── Data extract

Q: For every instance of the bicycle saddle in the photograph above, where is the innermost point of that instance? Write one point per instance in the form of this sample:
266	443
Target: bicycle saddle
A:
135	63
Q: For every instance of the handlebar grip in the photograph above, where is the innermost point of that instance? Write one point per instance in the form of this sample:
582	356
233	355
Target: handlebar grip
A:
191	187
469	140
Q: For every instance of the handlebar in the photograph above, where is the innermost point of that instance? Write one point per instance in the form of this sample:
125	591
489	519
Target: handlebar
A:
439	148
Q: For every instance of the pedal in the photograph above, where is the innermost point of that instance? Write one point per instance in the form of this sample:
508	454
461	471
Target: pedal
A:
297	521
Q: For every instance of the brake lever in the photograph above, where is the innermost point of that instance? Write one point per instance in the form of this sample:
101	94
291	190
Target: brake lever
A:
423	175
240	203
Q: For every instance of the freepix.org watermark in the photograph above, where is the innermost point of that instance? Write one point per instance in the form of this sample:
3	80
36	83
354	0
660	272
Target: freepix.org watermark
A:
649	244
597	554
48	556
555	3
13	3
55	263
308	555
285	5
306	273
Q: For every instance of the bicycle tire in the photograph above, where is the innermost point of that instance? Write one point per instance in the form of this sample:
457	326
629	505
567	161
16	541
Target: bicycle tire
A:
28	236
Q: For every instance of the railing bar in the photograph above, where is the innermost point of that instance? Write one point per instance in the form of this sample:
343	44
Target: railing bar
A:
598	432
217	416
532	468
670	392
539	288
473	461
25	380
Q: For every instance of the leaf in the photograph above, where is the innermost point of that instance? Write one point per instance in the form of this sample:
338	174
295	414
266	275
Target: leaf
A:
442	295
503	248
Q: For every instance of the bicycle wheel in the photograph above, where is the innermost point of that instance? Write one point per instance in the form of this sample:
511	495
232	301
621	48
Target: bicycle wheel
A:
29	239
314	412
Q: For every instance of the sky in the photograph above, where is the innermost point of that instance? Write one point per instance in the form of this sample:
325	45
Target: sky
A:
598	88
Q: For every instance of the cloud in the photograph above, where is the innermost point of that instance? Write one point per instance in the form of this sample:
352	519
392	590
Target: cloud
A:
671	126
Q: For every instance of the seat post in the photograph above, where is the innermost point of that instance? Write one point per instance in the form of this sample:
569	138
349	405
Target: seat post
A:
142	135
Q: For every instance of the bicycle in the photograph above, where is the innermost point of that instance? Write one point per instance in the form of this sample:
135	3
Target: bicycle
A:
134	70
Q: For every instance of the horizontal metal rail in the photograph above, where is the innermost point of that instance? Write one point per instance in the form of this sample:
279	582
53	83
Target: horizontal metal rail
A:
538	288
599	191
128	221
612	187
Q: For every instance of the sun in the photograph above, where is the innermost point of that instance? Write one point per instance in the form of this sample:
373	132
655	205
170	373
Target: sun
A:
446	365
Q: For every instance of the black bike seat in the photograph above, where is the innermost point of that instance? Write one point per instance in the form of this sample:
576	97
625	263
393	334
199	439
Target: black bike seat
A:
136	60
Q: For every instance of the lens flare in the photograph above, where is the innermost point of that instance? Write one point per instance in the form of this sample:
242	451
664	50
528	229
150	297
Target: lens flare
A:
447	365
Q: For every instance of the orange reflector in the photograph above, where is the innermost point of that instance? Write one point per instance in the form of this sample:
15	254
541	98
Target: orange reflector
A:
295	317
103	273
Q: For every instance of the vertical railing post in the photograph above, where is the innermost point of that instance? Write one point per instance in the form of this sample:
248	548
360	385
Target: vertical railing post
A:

────

• What is needed: Each record should come back exactly as written.

• Answer to this task:
Q: For every instance of the bicycle saddle in the photograph above, where is the innermost point of that instance? Write one point per instance in the form of this sample:
266	443
Target: bicycle saddle
A:
135	63
Q: For every instance of the handlebar grip in the photograph above, where is the innermost point of that instance? Write one point per instance in the form of this sample:
582	356
233	355
Target: handlebar grip
A:
191	187
469	140
Q: For every instance of the handlebar in the photograph above, where is the innermost point of that instance? Write one point per instance in the form of this sample:
125	591
489	519
Target: handlebar
A:
439	148
Q: For every instance of the pedal in the photograph above, where is the innermost point of that instance? Write one point per instance in the form of this sample:
508	454
461	471
Target: pedal
A:
297	521
Q: For every instance of the brake lever in the photograph above, where is the innermost point of that instance? Write one point per instance in the form of this sample:
101	94
291	190
Target: brake lever
A:
423	175
240	203
Q: For every instance of the freepix.org watermark in the photograph above, where is the innermost point of that instance? Write one point per instance in the form of this sample:
3	80
36	83
354	0
660	272
Target: freepix.org watermark
A:
649	244
597	554
48	556
555	3
13	3
55	263
308	555
285	5
306	273
Q: For every instance of the bicycle tire in the photograph above, where is the innermost point of that instance? Write one point per instance in the form of this sample:
457	326
629	505
567	161
16	541
Target: bicycle tire
A:
28	236
Q: For every instance of the railing bar in the photograph above, where is the innermost point of that instance? Write one point per instance in the form of this sample:
343	44
Target: railing bar
A:
598	432
217	416
532	468
670	392
539	288
473	461
25	380
Q: For every instance of the leaf in the photograph above, where is the innermost point of that instance? Write one point per instance in the form of this sample:
338	174
295	414
266	275
Target: leaf
A:
442	295
503	248
Q: For every instance of the bicycle wheel in the photograph above, where is the innermost point of that instance? Write one point per instance in the form of this sample:
511	495
232	301
621	48
Target: bicycle wheel
A:
29	239
314	412
Q: For every instance of the sky in the photograph above, where is the innermost point of that instance? Write one point per instance in the form of this sample:
325	45
Target: sky
A:
598	88
Q: For every instance of the cloud in the photograph above, where is the innermost point of that instance? Write one point per instance in the form of this sample:
352	519
392	590
Target: cloud
A:
671	126
Q: For every instance of the seat post in the photograph above, where is the innermost point of that instance? Write one point per instance in the form of this sample:
569	138
349	405
Target: seat post
A:
142	135
Q: For every instance of the bicycle in the photograph above, where is the innermost point of that instance? Write one point per instance in the form of this sample:
135	3
Target: bicycle
A:
134	70
Q: For every instance of the horizontal metal rail in the photograph above, where is the innermost point of that instance? Write one point per instance in the form of this sample:
279	582
53	83
Target: horizontal metal rail
A:
538	288
599	191
128	221
612	187
Q: For every instance of the sun in the photograph above, where is the innermost point of that instance? Write one point per instance in the form of this sample:
373	132
655	205
170	373
Target: sun
A:
446	365
Q: For every instance of the black bike seat in the photograph above, where is the innermost point of that instance? Write one point per instance in the form of this sample:
576	97
625	263
393	334
199	439
Target: black bike seat
A:
136	60
Q: For every instance of the lens flare in the photograph above, where is the innermost point of that instance? Write one point per instance in the form of this sample:
242	451
664	50
528	229
150	297
Target: lens flare
A:
447	365
Q: For every instance of the orange reflector in the photograph above, where is the innermost point of that instance? Write one point per instance in the form of this sample:
15	254
541	98
Target: orange reflector
A:
295	317
103	273
Q: For every instance of the vertical railing post in the photograph above, where is the innermost point of that instance? Write one point per instance in the form of this sample:
248	548
360	385
Target: vertical railing post
A:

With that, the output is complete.